Start of SOURCE DOCUMENT

MIKE LAPOINTE HAS the envious job of figuring out how to get space exploration to the science fiction future. He and his colleagues fund high-risk, high-reward projects as part of the NASA Innovative Advanced Concepts program, or NIAC, which last week announced grants to 14 teams exploring fantastical ideas. Many of them won’t pan out. But some—perhaps the lunar oxygen pipeline or the space telescope mirror that’s actually built in space—could become game changers.

“We’re looking at anything from back-of-the-napkin kind of concepts to things that are conceptualized but not developed yet,” LaPointe says. “These are things looking 20 to 30 years down the road to see how we could drastically improve or enable new types of NASA missions.” For example, while efforts to slightly boost a chemical rocket engine’s efficiency would be laudable, that’s not far out enough for the program. A proposal for a completely new system that could replace chemical rockets would fit right in.

NASA awards these grants annually, mostly to academic researchers in the United States. This new batch of awards is for Phase 1 projects, which each receive $175,000 to conduct a nine-month study that researchers will use to lay out their plans in more detail, run tests, and design prototypes. A promising few will make it to Phase 2 and get $600,000 for a two-year study. After that, NASA will award $2 million to a single exceptional project to fund a two-year Phase 3 study.

End of SOURCE DOCUMENT
Start of DATA TO EXAMINE

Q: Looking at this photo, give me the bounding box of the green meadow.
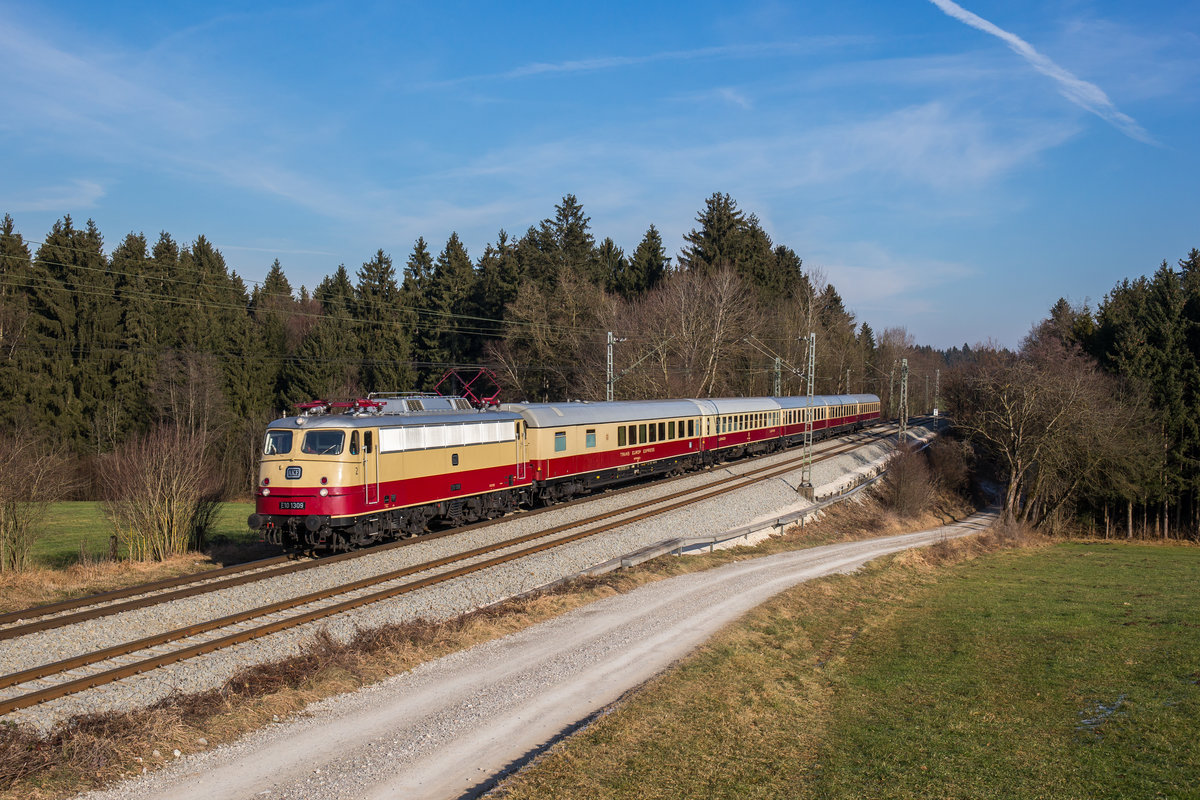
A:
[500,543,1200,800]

End of DATA TO EXAMINE
Start of DATA TO EXAMINE

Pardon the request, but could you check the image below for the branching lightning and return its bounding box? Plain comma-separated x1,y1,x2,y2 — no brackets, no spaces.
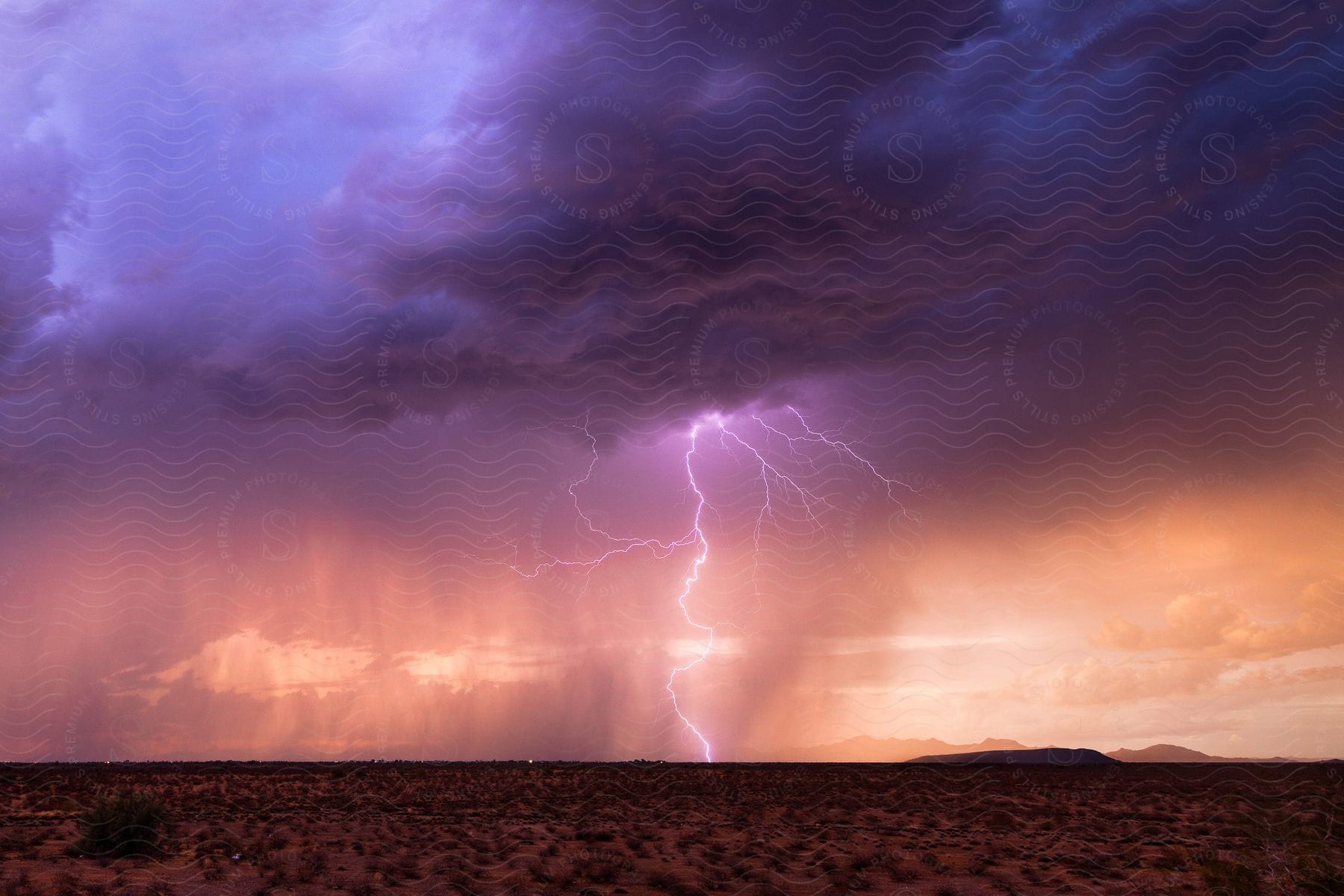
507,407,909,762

End of DATA TO EXAMINE
Start of DATA TO EXAMINE

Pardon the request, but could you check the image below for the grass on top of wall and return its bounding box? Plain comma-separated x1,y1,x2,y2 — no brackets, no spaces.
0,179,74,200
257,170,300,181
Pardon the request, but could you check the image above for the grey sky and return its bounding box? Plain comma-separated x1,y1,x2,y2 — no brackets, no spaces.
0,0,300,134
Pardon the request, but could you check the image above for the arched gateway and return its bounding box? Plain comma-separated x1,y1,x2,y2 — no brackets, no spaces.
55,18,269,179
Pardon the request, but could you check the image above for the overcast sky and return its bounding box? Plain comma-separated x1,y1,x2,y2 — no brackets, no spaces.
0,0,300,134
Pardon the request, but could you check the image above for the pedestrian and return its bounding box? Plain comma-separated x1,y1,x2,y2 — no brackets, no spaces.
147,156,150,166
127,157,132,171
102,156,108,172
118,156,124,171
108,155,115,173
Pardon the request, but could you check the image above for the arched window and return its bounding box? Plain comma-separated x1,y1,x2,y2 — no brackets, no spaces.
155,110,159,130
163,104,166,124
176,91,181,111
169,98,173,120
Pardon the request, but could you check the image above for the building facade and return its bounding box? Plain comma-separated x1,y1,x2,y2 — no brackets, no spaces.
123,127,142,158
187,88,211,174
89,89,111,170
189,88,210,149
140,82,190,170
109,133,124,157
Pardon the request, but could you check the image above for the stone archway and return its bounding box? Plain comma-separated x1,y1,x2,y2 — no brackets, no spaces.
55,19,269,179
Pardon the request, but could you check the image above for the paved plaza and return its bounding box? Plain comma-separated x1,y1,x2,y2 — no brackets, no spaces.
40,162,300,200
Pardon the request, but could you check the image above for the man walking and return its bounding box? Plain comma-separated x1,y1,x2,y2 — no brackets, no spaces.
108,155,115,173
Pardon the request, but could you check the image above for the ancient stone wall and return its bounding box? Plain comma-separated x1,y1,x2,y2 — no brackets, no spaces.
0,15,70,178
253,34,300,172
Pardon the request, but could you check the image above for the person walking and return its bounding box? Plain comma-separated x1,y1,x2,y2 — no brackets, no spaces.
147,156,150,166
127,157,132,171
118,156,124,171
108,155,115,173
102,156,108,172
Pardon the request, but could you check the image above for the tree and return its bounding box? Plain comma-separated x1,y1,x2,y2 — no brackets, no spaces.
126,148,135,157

End of DATA TO EXAMINE

## WORK TASK 1:
Rewrite the paragraph of the NIAC grant article beginning "NASA awards these grants annually" as a brief list, keeping its main facts.
## WORK TASK 2:
Using the NIAC grant article, state whether each statement agrees with it, answering yes or no and quoting the deciding words: (a) NIAC announced grants to 14 teams; (b) Phase 2 projects receive $2 million each; (c) the program considers ideas about 50 years in the future.

## ANSWER AREA 1:
- NASA awards the grants every year, mostly to academic researchers in the United States.
- Phase 1: each project receives $175,000 for a nine-month study to detail plans, run tests and design prototypes.
- Phase 2: a promising few receive $600,000 for a two-year study.
- Phase 3: one exceptional project receives $2 million for a two-year study.

## ANSWER AREA 2:
(a) Yes: "announced grants to 14 teams exploring fantastical ideas"
(b) No: "A promising few will make it to Phase 2 and get $600,000 for a two-year study."
(c) No: "These are things looking 20 to 30 years down the road"